_Task_. The expected output is an exact restatement of all the records.

Referring expression pointing data:
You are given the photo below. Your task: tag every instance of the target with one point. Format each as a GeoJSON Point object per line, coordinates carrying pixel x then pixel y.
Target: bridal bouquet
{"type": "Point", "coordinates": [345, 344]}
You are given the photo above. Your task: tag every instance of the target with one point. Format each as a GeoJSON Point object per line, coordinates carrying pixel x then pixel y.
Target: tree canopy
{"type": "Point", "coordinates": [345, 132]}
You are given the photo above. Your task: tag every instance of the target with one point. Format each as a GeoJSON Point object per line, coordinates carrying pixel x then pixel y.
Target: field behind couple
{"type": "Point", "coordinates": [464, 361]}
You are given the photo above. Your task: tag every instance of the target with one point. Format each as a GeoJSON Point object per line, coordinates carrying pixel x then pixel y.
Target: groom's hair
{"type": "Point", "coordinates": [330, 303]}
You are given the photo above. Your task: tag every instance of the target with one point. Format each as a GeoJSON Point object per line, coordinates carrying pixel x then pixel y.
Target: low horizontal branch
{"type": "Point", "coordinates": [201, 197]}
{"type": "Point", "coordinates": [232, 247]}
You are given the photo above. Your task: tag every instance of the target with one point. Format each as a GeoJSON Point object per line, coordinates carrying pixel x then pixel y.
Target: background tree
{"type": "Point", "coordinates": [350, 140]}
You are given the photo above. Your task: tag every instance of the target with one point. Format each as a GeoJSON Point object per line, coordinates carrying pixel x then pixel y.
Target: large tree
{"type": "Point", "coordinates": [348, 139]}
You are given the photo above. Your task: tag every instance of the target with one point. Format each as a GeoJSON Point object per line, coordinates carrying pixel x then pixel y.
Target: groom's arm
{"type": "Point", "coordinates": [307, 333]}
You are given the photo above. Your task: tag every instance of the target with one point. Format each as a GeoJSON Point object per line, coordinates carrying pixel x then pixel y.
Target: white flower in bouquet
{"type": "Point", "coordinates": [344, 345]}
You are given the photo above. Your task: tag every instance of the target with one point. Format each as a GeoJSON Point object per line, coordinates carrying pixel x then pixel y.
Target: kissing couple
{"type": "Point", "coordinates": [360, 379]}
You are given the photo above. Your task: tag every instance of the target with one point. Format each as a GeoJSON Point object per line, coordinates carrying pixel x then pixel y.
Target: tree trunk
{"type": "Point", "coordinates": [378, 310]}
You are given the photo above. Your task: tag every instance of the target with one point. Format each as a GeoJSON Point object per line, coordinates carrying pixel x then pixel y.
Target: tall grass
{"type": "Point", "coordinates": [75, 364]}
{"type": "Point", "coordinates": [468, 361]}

_Result of the task_.
You are given the photo below. Your task: tag every instance of the target with one point. Format each as a GeoJSON Point object per line, coordinates carrying pixel x then pixel y.
Target: bridal bouquet
{"type": "Point", "coordinates": [345, 344]}
You are given the photo above. Your task: tag every instance of the target with one point. Format each as a GeoJSON Point object per line, coordinates carrying pixel x then pixel y.
Target: tree canopy
{"type": "Point", "coordinates": [345, 132]}
You are given the photo above. Your task: tag every instance of the target with one point. Format each as a GeoJSON Point object per line, coordinates carrying pixel x then pixel y.
Target: field behind couple
{"type": "Point", "coordinates": [464, 361]}
You are given the photo above. Your task: tag every instance of the target with one point. Format each as a GeoJSON Point object per line, coordinates carrying pixel x then pixel y.
Target: groom's hair
{"type": "Point", "coordinates": [330, 303]}
You are given the photo above. Your task: tag every instance of the target with one point. Format each as a GeoJSON Point object per line, coordinates carrying pixel x then pixel y.
Target: low horizontal branch
{"type": "Point", "coordinates": [201, 197]}
{"type": "Point", "coordinates": [232, 247]}
You are given the photo above. Your task: tag every instance of the target with one point. Format each as a GeoJSON Point object per line, coordinates carrying pixel x then pixel y.
Target: background tree
{"type": "Point", "coordinates": [350, 140]}
You are given the photo above. Your task: tag every instance of the target with one point. Format each as a GeoJSON Point object per line, coordinates carrying pixel x then pixel y.
Target: large tree
{"type": "Point", "coordinates": [348, 139]}
You are given the photo above. Your task: tag every instance of the target with one point. Format each as a GeoJSON Point object per line, coordinates carrying pixel x then pixel y.
Target: groom's arm
{"type": "Point", "coordinates": [307, 333]}
You are given the photo above. Your task: tag every instance of the target with one point. Format each as a GeoJSON Point object per line, coordinates carrying pixel x then pixel y.
Target: white flower in bouquet
{"type": "Point", "coordinates": [344, 345]}
You are given the photo above. Your task: tag every instance of the target with one point. Format each as a GeoJSON Point object per line, coordinates carrying pixel x then pixel y.
Target: kissing couple
{"type": "Point", "coordinates": [360, 379]}
You are given the photo above. Your task: tag every instance of the target with one point. Format each as a GeoJSON Point object per line, coordinates carrying pixel x then pixel y.
Target: tree trunk
{"type": "Point", "coordinates": [378, 310]}
You are given the photo above. Your task: tag every instance of the target with one point. Format each as a GeoJSON Point object per line, coordinates carrying pixel x then pixel y.
Target: tall grass
{"type": "Point", "coordinates": [75, 364]}
{"type": "Point", "coordinates": [468, 361]}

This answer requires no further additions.